* start Dataset extract *
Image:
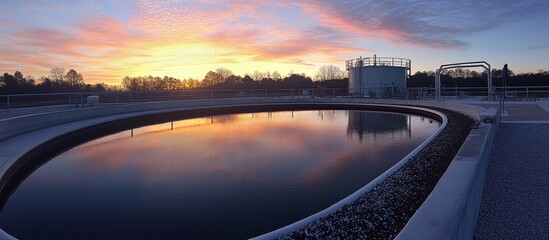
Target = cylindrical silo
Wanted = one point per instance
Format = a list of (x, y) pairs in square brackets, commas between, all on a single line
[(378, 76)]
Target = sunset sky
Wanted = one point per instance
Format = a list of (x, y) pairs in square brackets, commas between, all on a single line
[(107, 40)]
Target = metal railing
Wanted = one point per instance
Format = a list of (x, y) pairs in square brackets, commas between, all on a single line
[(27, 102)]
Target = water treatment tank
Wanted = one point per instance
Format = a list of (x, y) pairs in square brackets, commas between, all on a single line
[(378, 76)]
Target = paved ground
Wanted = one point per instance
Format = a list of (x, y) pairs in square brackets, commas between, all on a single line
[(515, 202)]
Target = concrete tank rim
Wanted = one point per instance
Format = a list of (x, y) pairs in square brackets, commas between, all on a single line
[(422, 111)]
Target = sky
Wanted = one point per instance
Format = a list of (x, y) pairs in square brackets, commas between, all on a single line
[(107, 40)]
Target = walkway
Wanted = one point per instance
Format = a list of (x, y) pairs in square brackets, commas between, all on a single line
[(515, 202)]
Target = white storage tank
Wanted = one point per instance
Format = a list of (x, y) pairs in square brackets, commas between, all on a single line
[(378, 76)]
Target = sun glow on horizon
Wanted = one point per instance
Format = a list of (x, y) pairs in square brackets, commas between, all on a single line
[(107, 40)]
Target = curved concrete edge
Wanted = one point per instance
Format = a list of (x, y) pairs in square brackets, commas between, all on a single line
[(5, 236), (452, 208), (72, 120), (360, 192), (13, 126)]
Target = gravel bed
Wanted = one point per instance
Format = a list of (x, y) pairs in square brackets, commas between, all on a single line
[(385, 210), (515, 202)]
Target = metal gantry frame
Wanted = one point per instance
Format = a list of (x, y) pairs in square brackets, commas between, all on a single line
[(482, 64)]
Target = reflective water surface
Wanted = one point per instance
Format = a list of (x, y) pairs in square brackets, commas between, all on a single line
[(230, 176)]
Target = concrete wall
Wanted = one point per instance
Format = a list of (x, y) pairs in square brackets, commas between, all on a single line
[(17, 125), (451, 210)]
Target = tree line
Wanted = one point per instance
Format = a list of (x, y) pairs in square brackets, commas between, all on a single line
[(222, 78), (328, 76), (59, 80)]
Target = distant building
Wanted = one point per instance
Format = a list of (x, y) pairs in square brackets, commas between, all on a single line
* end Dataset extract *
* start Dataset extract *
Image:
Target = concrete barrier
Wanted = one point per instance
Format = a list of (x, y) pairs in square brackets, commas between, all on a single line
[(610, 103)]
* end Dataset extract *
* start Dataset extract *
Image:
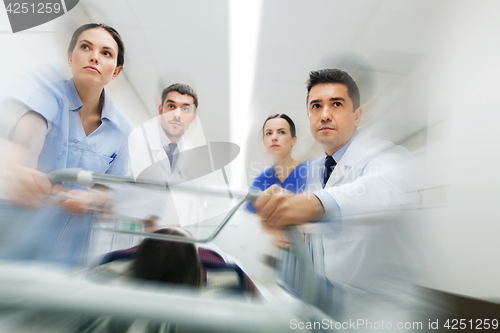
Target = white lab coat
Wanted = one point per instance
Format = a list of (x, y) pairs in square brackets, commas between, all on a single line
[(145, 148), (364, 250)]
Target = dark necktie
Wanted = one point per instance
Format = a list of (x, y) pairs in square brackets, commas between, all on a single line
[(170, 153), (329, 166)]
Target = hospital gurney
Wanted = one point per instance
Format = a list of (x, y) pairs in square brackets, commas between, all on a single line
* end Dataset extract *
Work required: Reproduce the lines starting with the line that contains "Target = sunset sky" and going on through the line that contains "[(422, 111)]", substituting "Required" for every "Wanted" and leaving all else unchanged.

Task solution:
Target = sunset sky
Required = one point per instance
Format = a list of (x, y) pairs in square brackets, commas between, all on a single line
[(107, 40)]
Target = metal railing
Required = one point per instance
Format = a list of (x, y) pairs in square brackets, commas between, all on a single line
[(27, 102)]
Target = water treatment tank
Required = one point per instance
Format = a list of (x, y) pairs in square brackets, commas between, all on a single line
[(378, 76)]
Target = paved ground
Required = one point per instance
Format = a list of (x, y) pairs in square brackets, commas between, all on a single line
[(515, 202)]
Target = concrete tank rim
Required = one point per instance
Format = a list of (x, y) pairs in square brackets, commas between, all on a single line
[(422, 111)]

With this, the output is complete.